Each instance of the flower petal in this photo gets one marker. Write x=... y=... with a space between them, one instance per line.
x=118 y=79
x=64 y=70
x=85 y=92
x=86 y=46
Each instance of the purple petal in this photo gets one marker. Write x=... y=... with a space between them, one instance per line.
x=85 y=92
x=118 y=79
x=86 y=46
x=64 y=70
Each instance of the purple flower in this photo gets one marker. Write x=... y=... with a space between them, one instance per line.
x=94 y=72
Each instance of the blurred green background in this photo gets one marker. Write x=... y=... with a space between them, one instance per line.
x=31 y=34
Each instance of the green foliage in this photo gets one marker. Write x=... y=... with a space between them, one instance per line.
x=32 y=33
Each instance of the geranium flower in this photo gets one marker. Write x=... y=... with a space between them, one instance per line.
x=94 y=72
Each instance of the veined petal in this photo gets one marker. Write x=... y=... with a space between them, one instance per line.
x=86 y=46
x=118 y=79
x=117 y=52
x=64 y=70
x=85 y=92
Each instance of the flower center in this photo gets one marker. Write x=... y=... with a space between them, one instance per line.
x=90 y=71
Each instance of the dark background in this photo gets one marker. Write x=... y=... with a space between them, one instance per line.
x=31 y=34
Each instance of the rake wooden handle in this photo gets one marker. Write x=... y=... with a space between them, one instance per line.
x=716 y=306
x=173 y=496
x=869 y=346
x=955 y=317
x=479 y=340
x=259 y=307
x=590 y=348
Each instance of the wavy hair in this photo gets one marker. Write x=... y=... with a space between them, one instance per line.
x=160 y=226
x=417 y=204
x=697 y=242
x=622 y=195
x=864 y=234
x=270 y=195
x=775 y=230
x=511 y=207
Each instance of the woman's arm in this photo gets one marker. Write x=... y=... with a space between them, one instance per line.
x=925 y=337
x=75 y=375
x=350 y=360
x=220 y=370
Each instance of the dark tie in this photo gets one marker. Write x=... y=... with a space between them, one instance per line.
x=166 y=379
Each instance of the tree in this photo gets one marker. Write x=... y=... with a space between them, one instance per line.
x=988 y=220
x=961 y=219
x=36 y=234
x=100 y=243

- **Problem requirements**:
Could you rewrite all the lines above, replacing "marker" with "point" and leaving everything else untouched?

- **Exercise response**:
Each instance of the flower petal in this photo gets one point. Write x=... y=... with a space between them, one instance per line.
x=118 y=79
x=64 y=70
x=85 y=92
x=86 y=46
Each instance of the purple petal in this photo gets one point. Write x=... y=... with a space between them, one instance per line.
x=85 y=92
x=118 y=79
x=86 y=46
x=64 y=70
Each instance of the purple flower in this photo gets one point. Write x=... y=... with a space between them, one instance per line.
x=94 y=72
Each instance of the blurred green background in this photo gets one point. Write x=... y=... with a space between them, one instance per line.
x=31 y=34
Each instance of the green foliage in this photo gets one point. Write x=... y=... with a space between them, one instance per line.
x=32 y=33
Each instance of the geranium flower in this photo gets one point. Write x=... y=... with a space between them, one instance per line.
x=94 y=72
Each instance of the veined petal in this photo gets one point. Write x=... y=... with a space between them, one instance per line.
x=86 y=46
x=118 y=79
x=117 y=52
x=64 y=70
x=85 y=92
Each instance of the flower center in this photo gets one point. Write x=... y=... with a space between them, one instance per line.
x=90 y=71
Each instance of the dark background in this photo gets one point. Write x=... y=... with a space between them, one instance per line.
x=31 y=34
Each instance of the rake wooden handle in this photo gets one point. Write x=... y=... with a space between them, one instance per line.
x=716 y=306
x=173 y=496
x=869 y=346
x=955 y=317
x=479 y=340
x=259 y=307
x=590 y=348
Each instance of the wavy hair in this photo gets one point. Write x=... y=... with a space between them, one instance per line.
x=160 y=226
x=417 y=204
x=697 y=242
x=622 y=195
x=864 y=234
x=270 y=195
x=775 y=230
x=511 y=207
Each instance of the woman's arm in this photo gets one point. Write x=... y=... with a space between them, one instance per line.
x=925 y=337
x=75 y=375
x=350 y=360
x=220 y=370
Each instance of the dark tie in this photo gets one point. Write x=... y=... with a space between them, one instance per line.
x=166 y=379
Each instance of the tree in this photo gets one point. Write x=... y=... with a space between them, one instance per line.
x=988 y=220
x=961 y=219
x=36 y=234
x=100 y=243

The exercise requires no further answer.